Após um hiato de uma década, o Ministério da Cultura (MinC) realizou entre os dias 4 e 8 de março de 2024 a 4ª Conferência Nacional de Cultura (CNC), com o tema: Democracia e Direito a Cultura, que reuniu cerca de 3 mil pessoas em Brasília – DF demonstrando o compromisso do governo Lula com o setor que havia sido colocado em segundo plano na gestão anterior.
Apesar dessa conquista, muitos fazedores de cultura espalhados do Oiapoque ao Chuí reclamaram pelo fato de o evento contar quase que exclusivamente com personalidades políticas e não com artistas e agentes culturais, que são a parte técnica da classe e que por assim ser, entendedores do assunto na ponta da linha. Boa parte do público se fez de secretários municipais e gestores de estado com delegações reduzidas e aparentemente selecionadas de forma criteriosa.

* [Ações a realizar]:
[1] Imprima o trecho do texto sobre a Conferência Nacional de Cultura começando em "Após um hiato" e terminando em "na gestão anterior.".
[2] Com base no texto sobre a Conferência Nacional de Cultura, responda:
(a) Qual foi o tema da conferência?
(b) Em que cidade ela reuniu cerca de 3 mil pessoas?
(c) De quem se fez boa parte do público?
As linhas a seguir não têm relação com o texto sobre a Conferência Nacional de Cultura.

* [Linhas extraídas]:
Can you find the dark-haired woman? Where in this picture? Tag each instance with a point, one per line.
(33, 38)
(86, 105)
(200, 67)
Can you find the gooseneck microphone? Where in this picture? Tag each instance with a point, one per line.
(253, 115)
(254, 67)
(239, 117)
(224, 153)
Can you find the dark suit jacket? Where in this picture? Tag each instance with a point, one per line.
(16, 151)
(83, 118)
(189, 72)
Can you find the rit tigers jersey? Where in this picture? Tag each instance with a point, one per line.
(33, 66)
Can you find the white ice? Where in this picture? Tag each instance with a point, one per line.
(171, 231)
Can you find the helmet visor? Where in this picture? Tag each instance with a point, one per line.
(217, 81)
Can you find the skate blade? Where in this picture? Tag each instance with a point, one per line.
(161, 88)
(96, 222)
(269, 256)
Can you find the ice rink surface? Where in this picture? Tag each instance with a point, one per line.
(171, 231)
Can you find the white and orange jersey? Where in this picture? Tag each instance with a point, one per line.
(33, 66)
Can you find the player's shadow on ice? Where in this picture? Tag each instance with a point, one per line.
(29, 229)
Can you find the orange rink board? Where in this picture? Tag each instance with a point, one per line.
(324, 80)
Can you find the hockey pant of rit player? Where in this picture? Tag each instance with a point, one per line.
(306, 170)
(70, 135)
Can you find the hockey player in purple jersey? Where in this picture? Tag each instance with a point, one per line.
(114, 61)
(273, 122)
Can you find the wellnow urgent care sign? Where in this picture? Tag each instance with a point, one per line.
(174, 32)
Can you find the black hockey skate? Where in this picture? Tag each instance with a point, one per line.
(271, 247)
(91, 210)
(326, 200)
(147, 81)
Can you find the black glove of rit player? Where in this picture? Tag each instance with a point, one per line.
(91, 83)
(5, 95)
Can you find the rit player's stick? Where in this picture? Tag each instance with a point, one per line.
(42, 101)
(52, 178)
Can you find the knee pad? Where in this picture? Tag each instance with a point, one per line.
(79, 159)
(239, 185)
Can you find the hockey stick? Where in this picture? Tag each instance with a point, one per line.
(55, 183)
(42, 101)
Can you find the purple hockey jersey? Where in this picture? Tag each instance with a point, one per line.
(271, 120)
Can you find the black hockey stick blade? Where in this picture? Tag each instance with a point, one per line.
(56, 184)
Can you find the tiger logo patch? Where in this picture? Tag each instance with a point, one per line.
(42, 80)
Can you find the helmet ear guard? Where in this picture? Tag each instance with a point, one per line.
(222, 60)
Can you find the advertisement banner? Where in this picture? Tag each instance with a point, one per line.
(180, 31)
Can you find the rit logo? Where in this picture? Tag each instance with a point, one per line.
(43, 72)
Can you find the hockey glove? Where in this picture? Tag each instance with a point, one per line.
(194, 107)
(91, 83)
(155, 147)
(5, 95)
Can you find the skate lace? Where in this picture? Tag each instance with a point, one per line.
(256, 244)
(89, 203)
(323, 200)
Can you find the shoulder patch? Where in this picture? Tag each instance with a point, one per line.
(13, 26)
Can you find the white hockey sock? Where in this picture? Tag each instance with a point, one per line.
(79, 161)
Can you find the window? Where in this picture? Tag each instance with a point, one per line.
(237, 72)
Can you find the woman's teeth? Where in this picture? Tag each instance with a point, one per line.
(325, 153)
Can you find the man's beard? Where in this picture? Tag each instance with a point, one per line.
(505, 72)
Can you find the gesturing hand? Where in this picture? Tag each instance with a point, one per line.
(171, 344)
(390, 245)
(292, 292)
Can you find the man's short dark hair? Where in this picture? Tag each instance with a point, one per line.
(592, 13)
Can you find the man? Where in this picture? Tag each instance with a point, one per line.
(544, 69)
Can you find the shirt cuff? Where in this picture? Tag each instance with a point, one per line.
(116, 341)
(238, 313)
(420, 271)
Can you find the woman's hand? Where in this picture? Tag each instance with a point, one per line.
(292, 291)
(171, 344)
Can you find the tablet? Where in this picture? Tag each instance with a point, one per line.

* [Respostas do exercício]:
[1]
Após um hiato de uma década, o Ministério da Cultura (MinC) realizou entre os dias 4 e 8 de março de 2024 a 4ª Conferência Nacional de Cultura (CNC), com o tema: Democracia e Direito a Cultura, que reuniu cerca de 3 mil pessoas em Brasília – DF demonstrando o compromisso do governo Lula com o setor que havia sido colocado em segundo plano na gestão anterior.

[2]
(a) Democracia e Direito a Cultura.
(b) Brasília – DF.
(c) De secretários municipais e gestores de estado.